• Your objective
Will you return, word for word, only the lines from the top of the data below down to and including the one with "the dense forest"?

• Working data
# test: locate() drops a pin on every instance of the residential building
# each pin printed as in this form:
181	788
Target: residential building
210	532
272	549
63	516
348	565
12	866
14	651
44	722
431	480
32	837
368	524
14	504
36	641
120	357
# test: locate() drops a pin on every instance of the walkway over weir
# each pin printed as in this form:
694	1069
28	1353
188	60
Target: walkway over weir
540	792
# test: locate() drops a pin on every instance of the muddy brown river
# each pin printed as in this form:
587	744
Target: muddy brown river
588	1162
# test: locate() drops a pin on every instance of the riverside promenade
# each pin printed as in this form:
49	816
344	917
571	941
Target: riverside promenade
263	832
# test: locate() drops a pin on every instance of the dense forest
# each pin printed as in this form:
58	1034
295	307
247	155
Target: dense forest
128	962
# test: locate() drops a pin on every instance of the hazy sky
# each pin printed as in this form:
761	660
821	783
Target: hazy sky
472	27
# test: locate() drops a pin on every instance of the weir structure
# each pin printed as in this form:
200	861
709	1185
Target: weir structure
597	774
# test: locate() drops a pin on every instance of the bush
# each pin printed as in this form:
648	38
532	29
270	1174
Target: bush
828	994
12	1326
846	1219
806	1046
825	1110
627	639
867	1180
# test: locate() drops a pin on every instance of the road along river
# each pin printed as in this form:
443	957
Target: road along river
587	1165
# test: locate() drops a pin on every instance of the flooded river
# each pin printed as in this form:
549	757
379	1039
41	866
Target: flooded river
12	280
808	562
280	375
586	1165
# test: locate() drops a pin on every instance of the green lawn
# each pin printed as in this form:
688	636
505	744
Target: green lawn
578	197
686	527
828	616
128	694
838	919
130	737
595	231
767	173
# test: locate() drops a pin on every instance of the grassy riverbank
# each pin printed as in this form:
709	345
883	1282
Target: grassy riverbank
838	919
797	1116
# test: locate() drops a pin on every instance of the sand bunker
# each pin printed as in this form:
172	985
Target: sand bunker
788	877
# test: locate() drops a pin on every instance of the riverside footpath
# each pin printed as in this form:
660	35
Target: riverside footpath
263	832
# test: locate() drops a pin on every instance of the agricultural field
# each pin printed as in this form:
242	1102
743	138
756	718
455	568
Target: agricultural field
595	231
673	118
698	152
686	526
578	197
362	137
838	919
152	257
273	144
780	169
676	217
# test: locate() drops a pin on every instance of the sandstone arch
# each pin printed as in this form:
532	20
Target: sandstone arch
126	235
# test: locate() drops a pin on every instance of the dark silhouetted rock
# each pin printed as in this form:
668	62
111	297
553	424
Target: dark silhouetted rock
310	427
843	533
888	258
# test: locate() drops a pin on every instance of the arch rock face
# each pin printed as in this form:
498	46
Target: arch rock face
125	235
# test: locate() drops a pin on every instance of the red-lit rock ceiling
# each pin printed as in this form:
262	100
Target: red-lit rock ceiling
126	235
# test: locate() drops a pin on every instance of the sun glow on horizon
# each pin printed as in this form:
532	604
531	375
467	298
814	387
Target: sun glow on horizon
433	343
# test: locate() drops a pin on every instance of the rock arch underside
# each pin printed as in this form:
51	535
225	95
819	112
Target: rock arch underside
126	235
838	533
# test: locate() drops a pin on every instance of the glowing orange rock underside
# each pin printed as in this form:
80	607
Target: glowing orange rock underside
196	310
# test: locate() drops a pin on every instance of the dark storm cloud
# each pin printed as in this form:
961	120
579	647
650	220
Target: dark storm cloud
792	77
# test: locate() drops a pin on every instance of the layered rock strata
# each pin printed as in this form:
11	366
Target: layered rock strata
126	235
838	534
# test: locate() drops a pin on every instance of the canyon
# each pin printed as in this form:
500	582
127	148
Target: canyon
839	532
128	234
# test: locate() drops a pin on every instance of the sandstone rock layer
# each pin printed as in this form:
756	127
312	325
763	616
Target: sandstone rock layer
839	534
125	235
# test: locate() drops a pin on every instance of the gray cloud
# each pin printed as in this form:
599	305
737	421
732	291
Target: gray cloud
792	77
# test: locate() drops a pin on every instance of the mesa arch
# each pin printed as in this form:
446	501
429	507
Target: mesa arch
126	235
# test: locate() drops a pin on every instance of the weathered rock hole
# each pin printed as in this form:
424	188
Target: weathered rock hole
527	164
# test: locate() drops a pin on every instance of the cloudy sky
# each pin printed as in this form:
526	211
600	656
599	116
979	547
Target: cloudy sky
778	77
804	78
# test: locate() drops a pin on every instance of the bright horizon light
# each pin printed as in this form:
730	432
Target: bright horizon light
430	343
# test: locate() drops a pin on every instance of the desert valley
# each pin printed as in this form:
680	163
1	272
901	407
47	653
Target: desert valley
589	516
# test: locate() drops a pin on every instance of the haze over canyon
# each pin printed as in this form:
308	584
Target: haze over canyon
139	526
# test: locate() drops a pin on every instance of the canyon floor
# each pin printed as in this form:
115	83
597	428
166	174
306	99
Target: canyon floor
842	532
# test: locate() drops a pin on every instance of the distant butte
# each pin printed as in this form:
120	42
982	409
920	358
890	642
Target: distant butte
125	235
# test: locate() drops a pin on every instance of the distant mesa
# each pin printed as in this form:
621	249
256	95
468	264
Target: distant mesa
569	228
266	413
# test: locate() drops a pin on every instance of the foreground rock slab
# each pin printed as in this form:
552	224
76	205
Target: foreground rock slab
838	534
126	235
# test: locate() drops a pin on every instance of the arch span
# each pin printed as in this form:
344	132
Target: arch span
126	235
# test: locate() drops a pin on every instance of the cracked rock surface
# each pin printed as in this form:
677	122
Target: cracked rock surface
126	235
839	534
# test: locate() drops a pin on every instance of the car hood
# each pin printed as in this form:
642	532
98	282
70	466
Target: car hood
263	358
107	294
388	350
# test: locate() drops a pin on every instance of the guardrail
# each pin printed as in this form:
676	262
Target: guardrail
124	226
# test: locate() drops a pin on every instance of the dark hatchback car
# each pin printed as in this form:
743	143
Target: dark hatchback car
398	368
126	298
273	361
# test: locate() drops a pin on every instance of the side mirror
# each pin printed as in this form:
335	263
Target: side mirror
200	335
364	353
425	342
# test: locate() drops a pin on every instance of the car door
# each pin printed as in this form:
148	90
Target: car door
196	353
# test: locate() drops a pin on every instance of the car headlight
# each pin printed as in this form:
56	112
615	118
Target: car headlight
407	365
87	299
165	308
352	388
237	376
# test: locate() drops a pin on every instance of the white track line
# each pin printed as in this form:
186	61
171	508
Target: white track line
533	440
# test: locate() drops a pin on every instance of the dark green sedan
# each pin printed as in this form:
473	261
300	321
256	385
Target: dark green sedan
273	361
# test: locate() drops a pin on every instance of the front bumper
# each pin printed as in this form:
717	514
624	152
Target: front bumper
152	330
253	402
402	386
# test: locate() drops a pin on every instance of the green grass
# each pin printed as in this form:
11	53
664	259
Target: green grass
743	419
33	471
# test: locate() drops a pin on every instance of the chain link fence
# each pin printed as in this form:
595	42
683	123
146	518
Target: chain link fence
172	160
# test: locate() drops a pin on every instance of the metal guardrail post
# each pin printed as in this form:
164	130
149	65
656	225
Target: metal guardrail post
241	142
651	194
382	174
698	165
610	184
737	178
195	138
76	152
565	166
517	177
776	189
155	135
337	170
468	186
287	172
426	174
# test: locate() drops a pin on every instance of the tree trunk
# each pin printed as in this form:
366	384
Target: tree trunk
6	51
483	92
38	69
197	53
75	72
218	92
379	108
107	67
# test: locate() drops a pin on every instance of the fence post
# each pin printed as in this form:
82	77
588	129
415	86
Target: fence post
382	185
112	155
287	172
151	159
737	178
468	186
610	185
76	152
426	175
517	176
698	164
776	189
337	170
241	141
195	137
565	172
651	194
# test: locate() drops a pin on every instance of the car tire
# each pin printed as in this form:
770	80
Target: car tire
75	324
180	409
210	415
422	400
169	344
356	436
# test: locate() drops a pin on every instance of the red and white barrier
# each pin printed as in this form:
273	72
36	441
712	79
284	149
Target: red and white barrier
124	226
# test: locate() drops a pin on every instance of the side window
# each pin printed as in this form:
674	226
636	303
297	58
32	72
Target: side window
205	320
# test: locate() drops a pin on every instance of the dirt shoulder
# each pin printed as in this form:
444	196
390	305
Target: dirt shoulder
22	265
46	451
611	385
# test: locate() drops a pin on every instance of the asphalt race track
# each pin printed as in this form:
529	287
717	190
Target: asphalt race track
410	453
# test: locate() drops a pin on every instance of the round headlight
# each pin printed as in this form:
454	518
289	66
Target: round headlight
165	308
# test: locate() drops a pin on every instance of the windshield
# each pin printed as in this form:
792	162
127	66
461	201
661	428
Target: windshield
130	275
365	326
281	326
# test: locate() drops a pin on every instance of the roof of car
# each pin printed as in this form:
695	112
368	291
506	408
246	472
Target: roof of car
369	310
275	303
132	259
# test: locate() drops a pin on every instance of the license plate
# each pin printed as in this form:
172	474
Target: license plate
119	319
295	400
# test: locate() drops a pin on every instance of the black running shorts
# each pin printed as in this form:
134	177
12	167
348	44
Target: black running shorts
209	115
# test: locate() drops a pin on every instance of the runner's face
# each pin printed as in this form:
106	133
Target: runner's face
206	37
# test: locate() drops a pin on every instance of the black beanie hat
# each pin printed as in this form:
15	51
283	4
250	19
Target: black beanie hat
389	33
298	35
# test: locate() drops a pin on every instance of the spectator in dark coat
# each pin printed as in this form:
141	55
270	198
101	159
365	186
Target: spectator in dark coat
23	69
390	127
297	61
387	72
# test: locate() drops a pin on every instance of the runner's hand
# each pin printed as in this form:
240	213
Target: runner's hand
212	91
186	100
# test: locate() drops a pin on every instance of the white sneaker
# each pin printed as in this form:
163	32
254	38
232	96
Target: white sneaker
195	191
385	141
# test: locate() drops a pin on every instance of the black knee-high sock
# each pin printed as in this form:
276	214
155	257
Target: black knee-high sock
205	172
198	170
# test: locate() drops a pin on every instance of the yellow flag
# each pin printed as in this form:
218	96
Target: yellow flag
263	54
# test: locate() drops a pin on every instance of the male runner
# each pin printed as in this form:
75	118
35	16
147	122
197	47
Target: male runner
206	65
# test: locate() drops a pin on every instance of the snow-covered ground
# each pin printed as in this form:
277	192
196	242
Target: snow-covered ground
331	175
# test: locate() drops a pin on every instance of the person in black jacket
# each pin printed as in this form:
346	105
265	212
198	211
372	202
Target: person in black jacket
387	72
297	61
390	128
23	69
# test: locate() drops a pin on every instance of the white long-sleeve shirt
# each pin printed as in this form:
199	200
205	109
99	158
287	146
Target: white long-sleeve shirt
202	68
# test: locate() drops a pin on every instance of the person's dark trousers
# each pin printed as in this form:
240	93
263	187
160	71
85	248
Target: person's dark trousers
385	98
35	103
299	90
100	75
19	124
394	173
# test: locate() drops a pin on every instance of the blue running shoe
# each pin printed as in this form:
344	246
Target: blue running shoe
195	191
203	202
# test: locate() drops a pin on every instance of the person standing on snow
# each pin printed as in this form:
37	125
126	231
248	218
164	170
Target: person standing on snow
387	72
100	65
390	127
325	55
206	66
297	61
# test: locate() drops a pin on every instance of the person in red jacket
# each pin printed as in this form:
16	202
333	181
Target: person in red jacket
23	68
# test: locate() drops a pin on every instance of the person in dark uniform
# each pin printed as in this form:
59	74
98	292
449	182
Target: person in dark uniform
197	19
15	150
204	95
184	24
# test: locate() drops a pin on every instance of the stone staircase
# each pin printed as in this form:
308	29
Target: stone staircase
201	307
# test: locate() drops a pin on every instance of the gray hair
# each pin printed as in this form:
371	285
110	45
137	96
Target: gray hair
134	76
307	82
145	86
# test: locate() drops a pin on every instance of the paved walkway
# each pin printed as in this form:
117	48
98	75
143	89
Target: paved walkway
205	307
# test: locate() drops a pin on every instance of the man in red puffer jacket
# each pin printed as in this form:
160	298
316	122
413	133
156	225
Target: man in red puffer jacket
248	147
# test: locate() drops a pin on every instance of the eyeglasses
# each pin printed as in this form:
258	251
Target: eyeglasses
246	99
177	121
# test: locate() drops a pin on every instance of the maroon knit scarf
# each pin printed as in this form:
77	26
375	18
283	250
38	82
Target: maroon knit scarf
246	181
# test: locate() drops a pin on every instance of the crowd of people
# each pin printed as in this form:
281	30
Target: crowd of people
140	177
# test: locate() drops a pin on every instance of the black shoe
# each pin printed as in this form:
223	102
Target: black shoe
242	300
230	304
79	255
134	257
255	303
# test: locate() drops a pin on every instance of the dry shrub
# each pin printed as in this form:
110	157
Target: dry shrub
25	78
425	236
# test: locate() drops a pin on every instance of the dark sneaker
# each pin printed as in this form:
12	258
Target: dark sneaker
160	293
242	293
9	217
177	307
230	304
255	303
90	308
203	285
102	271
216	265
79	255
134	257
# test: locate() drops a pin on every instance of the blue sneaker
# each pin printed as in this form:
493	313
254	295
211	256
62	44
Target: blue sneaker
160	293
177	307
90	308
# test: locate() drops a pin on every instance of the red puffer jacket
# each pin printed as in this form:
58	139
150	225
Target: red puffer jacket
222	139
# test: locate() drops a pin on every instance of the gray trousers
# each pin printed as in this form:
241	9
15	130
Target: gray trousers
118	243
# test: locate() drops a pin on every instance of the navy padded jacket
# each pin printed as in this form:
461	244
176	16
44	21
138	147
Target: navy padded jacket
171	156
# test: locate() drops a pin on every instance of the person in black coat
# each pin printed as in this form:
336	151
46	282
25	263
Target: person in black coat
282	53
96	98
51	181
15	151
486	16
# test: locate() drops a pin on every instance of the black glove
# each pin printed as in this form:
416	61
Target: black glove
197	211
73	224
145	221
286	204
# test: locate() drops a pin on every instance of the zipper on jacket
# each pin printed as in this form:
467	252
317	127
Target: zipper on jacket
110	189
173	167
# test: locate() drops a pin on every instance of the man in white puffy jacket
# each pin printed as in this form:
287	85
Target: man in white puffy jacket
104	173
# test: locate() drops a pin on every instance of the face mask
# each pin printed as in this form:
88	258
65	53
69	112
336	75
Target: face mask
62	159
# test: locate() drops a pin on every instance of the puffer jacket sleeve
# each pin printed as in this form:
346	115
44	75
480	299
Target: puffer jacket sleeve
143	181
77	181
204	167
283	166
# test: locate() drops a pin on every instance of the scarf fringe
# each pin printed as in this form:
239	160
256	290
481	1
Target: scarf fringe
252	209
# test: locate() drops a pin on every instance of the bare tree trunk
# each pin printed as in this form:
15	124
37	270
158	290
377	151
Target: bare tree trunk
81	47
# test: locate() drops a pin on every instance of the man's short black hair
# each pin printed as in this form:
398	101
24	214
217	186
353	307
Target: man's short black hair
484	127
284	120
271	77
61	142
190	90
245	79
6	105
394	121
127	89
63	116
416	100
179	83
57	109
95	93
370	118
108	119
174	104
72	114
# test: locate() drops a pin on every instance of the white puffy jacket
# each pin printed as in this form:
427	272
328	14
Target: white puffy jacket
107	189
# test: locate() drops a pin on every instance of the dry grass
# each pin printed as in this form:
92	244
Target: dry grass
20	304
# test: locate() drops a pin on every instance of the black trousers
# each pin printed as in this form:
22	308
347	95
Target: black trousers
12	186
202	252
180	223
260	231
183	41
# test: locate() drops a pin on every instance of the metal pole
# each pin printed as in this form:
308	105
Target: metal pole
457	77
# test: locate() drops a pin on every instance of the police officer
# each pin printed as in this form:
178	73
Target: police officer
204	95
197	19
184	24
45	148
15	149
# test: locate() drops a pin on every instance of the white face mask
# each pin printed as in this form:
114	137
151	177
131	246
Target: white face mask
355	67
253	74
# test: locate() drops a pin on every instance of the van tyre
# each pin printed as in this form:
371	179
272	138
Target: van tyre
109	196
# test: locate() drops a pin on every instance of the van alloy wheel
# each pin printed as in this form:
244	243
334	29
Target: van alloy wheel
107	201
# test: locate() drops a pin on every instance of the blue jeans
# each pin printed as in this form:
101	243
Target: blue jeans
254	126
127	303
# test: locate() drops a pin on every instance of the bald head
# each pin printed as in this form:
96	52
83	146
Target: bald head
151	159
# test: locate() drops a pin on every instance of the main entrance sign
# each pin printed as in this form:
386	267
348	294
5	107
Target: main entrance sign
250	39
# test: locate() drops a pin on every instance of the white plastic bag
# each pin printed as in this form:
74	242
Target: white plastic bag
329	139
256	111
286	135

• Solution to this exercise
# test: locate() drops a pin on every instance of the residential building
# each pin printed as in this form:
181	788
Target: residential building
210	532
272	549
63	516
348	565
12	866
14	651
44	722
431	480
32	837
368	524
14	504
36	641
120	357
# test: locate() drops a pin on every instance of the walkway over weir
# each pin printed as in this form:
694	1069
28	1353
188	60
Target: walkway over weir
540	792
# test: locate() drops a pin on every instance of the muddy brown river
# each pin printed as in this form:
587	744
Target: muddy brown river
588	1162
# test: locate() drops a pin on every instance of the riverside promenade
# each pin printed as in this form:
49	816
344	917
571	941
Target: riverside promenade
263	832
# test: locate() drops a pin on every instance of the dense forest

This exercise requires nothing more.